PAGE EXTRACT:
John McGale, guitarist and songwriter in the famed Québec band Offenbach, died on Oct. 30, his 66th birthday, after a car accident.
McGale was Offenbach’s guitarist since 1978. Having reached guitar hero status in Québec, he also co-wrote some of Offenbach’s most famous songs, including Deux autres bières, J’ai l’rock’n’roll pis toé, Seulement qu’une aventure, and“Rock de v’lours.
As a songwriter and producer, he’d collaborated with Gerry Boulet, Breen LeBoeuf, Céline Dion, Éric Lapointe, Nanette Workman, Dan Bigras, Julie Masse, Natasha St-Pier, Mixmania, Toyo, Shawn Philips, and Martin Deschamps.
Over a 40-year career, he shared the stage with well-known artists such as April Wine, B. B King, Joe Cocker, Nanette Workman, Shawn Phillips, and Celine Dion. Last June, he spent his last National Day on stage, in Mauritius, with Offenbach. Sources: SOCAN, La Fête nationale du Québec
Jerry Lee Lewis, an American singer, songwriter and pianist hailed as a pioneer of rock 'n roll and rockabilly, died on Oct. 28, age 87
Nicknamed "The Killer", he was described as "rock & roll's first great wild man." His sometimes scandalous exploits offstage would draw as much attention as his groundbreaking musical style.
Lewis made his first recordings in 1952 at Cosimo Matassa's J&M Studio in New Orleans, Louisiana, followed by recordings in 1956 at Sun Records in Memphis, Tennessee. Crazy Arms sold 300,000 copies in the South, and his 1957 hit Whole Lotta Shakin' Goin' On brought him global fame. He followed this with the major hits Great Balls of Fire, Breathless, and High School Confidential, but his rock and roll career faltered in the wake of his marriage to Myra Gale Brown, his 13-year-old cousin once removed.
Aside from a cover of Ray Charles's What'd I Say, he did not have much chart success in the early 1960s. His 1964 album Live at the Star Club, Hamburg is regarded by many music journalists and fans in general as one of the wildest and greatest live rock albums ever.
In 1968, Lewis made a transition into country music and had hits with songs such as Another Place, Another Time. He stormed back with 11 straight Top 10 records that would carry him into the mid-70s. Chantilly Lace, There Must Be More to Love Than This and What Made Milwaukee Famous were three of his No. 1 songs, and he'd continue to chart into the early '80s.
Over his lengthy career, Lewis had 30 songs reach the Top 10 on the Billboard Country and Western Chart. His No. 1 country hits included To Make Love Sweeter for You, Would You Take Another Chance on Me, and Me and Bobby McGee.
His scandal-plagued personal life likely kept him out of the Country Music Hall of Fame until the very end of his life. He received that honour last month but was too ill to attend the ceremony.
In the 21st century, Lewis continued to tour around the world and released new albums. His 2006 album Last Man Standing was his best-selling release, with over a million copies worldwide. This was followed by Mean Old Man in 2010, another of his bestselling albums.

(Contour labeling entries)
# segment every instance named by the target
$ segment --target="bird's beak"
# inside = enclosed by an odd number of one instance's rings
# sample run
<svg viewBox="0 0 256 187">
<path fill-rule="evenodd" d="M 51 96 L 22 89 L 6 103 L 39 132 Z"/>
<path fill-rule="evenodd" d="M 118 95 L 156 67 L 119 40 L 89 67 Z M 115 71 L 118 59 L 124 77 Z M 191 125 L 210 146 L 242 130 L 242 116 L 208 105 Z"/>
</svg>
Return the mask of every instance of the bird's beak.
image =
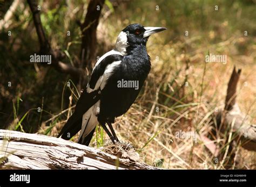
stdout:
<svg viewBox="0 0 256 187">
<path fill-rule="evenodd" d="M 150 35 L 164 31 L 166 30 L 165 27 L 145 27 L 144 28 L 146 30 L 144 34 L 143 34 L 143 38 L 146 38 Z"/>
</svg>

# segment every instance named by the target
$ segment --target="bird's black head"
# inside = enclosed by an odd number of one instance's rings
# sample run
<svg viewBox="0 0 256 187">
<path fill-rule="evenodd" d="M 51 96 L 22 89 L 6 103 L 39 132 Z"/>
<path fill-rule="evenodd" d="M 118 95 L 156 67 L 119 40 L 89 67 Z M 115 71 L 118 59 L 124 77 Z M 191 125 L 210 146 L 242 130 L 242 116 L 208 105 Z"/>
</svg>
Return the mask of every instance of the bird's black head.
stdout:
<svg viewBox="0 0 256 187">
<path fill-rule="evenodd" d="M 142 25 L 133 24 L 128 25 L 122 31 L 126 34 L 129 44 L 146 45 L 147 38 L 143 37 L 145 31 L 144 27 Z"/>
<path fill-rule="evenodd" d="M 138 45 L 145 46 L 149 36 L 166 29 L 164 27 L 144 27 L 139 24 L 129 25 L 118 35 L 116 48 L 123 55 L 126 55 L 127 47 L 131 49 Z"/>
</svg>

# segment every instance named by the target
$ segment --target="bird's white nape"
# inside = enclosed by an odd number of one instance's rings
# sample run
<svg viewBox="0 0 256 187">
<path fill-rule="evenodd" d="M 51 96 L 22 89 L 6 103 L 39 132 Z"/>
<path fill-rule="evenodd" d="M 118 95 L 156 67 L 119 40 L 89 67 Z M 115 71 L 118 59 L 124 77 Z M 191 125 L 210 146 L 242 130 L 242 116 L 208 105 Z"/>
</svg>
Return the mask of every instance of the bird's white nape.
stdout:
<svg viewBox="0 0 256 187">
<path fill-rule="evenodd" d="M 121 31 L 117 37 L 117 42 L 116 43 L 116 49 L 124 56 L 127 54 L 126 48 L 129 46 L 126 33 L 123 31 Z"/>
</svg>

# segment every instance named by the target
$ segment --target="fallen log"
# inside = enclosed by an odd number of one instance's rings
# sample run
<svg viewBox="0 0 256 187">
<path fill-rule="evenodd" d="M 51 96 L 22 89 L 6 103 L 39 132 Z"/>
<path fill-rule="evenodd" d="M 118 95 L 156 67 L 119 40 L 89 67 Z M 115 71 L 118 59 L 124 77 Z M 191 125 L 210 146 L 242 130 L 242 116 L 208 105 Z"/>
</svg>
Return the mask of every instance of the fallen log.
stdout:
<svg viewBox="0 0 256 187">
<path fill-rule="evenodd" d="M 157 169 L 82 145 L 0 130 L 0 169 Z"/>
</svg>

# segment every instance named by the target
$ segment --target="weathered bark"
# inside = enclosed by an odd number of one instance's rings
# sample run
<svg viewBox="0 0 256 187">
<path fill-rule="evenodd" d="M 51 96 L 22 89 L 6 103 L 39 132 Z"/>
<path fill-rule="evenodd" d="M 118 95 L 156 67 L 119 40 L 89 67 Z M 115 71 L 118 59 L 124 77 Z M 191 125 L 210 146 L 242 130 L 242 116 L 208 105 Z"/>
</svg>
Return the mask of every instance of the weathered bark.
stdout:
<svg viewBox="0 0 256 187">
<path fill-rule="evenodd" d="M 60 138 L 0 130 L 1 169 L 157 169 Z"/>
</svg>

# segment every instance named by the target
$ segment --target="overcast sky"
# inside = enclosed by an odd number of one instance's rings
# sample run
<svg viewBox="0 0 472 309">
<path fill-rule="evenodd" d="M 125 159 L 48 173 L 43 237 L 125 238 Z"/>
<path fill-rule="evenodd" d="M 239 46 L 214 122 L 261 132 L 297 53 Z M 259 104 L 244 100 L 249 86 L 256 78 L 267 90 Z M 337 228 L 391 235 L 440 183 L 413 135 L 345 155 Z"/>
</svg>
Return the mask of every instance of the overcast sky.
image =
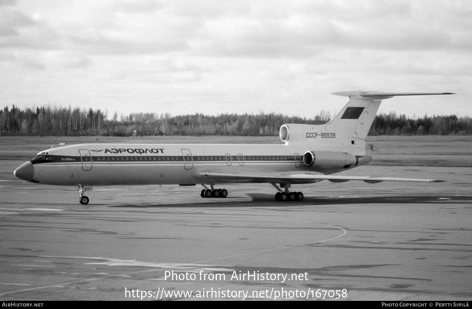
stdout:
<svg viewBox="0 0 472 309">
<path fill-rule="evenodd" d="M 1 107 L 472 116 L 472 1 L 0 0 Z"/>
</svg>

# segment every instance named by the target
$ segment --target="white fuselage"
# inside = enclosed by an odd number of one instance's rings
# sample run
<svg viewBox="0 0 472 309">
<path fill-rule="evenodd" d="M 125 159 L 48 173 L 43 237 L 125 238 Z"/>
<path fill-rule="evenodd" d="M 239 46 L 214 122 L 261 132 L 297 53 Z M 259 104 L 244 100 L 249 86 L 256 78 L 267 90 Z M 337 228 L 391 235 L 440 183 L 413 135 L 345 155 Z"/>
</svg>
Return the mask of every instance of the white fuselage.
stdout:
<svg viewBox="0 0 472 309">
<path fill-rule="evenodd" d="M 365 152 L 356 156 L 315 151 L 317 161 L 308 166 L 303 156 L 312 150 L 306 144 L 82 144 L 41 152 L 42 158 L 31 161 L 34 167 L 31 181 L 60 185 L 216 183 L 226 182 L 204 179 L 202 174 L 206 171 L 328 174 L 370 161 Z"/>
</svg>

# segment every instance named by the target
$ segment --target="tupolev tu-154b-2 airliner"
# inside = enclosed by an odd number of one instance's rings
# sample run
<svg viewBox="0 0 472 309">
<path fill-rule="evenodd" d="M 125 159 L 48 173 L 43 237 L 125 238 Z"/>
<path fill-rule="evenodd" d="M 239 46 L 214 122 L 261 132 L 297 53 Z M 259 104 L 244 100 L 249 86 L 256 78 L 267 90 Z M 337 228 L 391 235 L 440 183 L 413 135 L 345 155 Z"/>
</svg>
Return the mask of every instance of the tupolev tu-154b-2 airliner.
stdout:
...
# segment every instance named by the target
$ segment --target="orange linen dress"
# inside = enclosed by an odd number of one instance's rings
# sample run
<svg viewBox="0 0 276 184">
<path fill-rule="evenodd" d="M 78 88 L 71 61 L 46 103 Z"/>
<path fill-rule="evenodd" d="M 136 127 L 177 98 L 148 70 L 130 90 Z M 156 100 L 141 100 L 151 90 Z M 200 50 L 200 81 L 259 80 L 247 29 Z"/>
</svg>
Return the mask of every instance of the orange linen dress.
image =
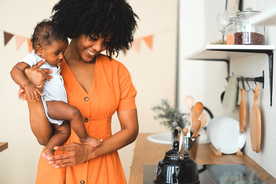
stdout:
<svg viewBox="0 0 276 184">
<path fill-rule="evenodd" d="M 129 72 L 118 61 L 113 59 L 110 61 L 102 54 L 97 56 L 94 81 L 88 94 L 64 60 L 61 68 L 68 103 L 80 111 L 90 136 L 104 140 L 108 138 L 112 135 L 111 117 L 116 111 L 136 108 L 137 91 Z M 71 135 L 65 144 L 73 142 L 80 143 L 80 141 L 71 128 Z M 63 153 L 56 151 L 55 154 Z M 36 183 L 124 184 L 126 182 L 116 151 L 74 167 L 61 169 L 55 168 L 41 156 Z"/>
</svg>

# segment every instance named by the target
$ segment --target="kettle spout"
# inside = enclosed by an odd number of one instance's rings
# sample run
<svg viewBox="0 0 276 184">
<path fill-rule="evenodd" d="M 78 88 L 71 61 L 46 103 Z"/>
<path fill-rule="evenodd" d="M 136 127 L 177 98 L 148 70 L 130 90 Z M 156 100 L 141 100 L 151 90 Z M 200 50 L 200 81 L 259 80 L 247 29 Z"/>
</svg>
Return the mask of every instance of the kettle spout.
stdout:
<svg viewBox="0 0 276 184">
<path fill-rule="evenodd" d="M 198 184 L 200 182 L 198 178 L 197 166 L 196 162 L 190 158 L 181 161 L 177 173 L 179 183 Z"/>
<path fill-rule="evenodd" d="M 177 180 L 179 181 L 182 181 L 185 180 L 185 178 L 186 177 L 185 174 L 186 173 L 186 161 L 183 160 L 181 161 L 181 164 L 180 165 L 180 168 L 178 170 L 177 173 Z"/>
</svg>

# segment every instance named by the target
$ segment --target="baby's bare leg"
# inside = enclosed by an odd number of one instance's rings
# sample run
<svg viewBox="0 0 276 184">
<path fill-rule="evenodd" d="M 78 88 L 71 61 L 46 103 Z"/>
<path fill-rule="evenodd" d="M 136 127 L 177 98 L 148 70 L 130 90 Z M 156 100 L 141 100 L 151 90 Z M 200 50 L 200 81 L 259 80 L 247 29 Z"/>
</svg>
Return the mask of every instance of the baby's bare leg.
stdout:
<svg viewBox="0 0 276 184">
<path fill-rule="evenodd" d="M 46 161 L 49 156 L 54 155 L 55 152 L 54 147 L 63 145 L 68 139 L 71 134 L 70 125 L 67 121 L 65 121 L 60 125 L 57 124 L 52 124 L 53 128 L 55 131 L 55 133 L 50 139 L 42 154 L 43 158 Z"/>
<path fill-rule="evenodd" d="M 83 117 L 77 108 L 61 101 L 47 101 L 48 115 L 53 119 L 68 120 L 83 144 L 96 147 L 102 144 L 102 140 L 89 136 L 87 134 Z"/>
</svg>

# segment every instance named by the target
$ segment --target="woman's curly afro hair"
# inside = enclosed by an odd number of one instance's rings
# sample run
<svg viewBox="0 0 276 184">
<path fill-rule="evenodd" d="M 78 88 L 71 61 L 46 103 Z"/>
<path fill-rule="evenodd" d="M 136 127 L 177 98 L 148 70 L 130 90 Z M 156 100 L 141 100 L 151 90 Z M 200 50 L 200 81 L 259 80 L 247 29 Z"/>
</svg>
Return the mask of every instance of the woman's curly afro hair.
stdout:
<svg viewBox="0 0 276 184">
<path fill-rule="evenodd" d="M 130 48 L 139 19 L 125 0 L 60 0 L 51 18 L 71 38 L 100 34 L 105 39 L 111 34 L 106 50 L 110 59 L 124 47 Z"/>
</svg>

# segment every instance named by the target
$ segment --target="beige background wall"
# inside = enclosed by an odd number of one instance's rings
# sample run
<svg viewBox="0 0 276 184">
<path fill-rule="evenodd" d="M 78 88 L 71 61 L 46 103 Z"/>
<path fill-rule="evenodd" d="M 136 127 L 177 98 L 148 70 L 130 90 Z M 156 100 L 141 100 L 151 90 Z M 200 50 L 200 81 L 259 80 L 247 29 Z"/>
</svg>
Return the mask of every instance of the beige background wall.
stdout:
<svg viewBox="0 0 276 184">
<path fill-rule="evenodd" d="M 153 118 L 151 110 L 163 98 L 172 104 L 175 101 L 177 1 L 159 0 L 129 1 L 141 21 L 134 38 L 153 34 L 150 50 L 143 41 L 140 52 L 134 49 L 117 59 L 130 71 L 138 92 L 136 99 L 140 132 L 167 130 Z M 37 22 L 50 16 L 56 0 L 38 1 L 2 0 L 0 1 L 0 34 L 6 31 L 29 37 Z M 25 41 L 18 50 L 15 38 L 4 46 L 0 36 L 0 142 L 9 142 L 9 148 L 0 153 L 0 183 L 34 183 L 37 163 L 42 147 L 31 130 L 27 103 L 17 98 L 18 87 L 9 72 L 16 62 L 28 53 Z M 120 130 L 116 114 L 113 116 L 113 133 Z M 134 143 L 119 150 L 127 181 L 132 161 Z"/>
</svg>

REQUEST 1: Retype a passage from the musician obituaries, beginning at the words "John McGale, guitarist" and stopping after the words "and Martin Deschamps.".
REQUEST 2: According to the musician obituaries, which Jerry Lee Lewis album was his best-selling release?

CORRECT RESPONSE 1:
John McGale, guitarist and songwriter in the famed Québec band Offenbach, died on Oct. 30, his 66th birthday, after a car accident.
McGale was Offenbach’s guitarist since 1978. Having reached guitar hero status in Québec, he also co-wrote some of Offenbach’s most famous songs, including Deux autres bières, J’ai l’rock’n’roll pis toé, Seulement qu’une aventure, and“Rock de v’lours.
As a songwriter and producer, he’d collaborated with Gerry Boulet, Breen LeBoeuf, Céline Dion, Éric Lapointe, Nanette Workman, Dan Bigras, Julie Masse, Natasha St-Pier, Mixmania, Toyo, Shawn Philips, and Martin Deschamps.

CORRECT RESPONSE 2: His 2006 album Last Man Standing, with over a million copies sold worldwide.